### STATED PROBLEM:
Give the listing below again in full, exactly as written.

-- start of RECORDS --

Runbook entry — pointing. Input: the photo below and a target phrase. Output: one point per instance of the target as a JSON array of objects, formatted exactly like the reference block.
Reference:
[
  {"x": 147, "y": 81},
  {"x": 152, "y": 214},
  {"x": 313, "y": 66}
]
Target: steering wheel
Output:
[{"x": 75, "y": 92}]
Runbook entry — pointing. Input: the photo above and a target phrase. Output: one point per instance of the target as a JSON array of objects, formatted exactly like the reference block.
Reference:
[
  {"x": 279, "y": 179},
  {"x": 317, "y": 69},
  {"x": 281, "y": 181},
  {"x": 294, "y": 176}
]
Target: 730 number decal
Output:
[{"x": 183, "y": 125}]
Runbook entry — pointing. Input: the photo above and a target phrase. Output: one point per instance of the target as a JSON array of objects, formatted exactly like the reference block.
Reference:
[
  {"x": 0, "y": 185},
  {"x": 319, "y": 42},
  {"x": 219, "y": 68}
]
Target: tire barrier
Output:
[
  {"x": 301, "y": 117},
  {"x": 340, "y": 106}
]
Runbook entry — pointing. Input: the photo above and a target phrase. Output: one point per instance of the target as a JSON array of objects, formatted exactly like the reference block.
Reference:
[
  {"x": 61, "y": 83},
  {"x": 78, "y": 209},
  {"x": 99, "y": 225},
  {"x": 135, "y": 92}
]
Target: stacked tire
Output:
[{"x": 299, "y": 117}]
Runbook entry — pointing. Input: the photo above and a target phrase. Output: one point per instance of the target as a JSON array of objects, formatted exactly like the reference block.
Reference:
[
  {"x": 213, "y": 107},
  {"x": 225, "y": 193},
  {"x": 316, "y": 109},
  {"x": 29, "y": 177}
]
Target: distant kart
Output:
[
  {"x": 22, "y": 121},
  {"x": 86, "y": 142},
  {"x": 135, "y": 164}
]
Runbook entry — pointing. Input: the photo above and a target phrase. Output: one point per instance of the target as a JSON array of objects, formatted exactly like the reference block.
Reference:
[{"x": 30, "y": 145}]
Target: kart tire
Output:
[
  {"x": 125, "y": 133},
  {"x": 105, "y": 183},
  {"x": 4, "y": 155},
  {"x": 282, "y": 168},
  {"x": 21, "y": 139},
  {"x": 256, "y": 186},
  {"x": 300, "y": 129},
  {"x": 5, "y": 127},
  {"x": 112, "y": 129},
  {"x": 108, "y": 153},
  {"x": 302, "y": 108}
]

-- end of RECORDS --

### SOLUTION TO THIS EXERCISE:
Runbook entry — pointing. Input: the photo below and a target phrase. Output: one point per instance of the target as a JSON array of objects, formatted exactly like the reference block.
Reference:
[
  {"x": 147, "y": 81},
  {"x": 152, "y": 214},
  {"x": 313, "y": 66}
]
Target: steering wheel
Output:
[{"x": 75, "y": 92}]
Runbook entry — pointing. Input: the photo above and a target phrase. Output: one point per instance of the target as a JSON array of objects, formatted exactly like the reference block.
Reference:
[
  {"x": 279, "y": 179},
  {"x": 317, "y": 69},
  {"x": 281, "y": 181},
  {"x": 294, "y": 176}
]
Target: 730 number decal
Output:
[{"x": 183, "y": 125}]
Runbook entry — pointing. Input: the photo above and a target phrase. Output: one point per instance of the target as a JSON array of objects, formatted exactly like the reference block.
Reference:
[
  {"x": 0, "y": 185},
  {"x": 319, "y": 42},
  {"x": 219, "y": 68}
]
Target: tire barrier
Output:
[
  {"x": 301, "y": 117},
  {"x": 340, "y": 106}
]
Runbook entry — pointing. Input: the photo above and a target phrase. Output: one point per instance of the target as a JSON array of objects, formatted exactly like the reference block.
Reference:
[
  {"x": 61, "y": 83},
  {"x": 78, "y": 209},
  {"x": 99, "y": 225},
  {"x": 135, "y": 92}
]
Target: stacked tire
Output:
[{"x": 299, "y": 117}]
Runbook entry — pointing. Input: the photo above and a target phrase. Output: one point per instance of the target as a JSON array of objects, formatted exactly like the reference block.
Reference:
[
  {"x": 213, "y": 107},
  {"x": 225, "y": 193},
  {"x": 316, "y": 109},
  {"x": 29, "y": 177}
]
Target: distant kart
Output:
[
  {"x": 22, "y": 121},
  {"x": 86, "y": 142},
  {"x": 135, "y": 164}
]
Runbook entry — pointing. Input: the photo above and a target phrase. Output: one point per instance of the target as a JSON array of objects, formatted exactly like the reference block.
Reference:
[{"x": 30, "y": 145}]
Target: kart tire
Output:
[
  {"x": 125, "y": 133},
  {"x": 105, "y": 183},
  {"x": 4, "y": 155},
  {"x": 282, "y": 168},
  {"x": 21, "y": 139},
  {"x": 256, "y": 186},
  {"x": 300, "y": 129},
  {"x": 5, "y": 127},
  {"x": 112, "y": 129},
  {"x": 108, "y": 153},
  {"x": 302, "y": 108}
]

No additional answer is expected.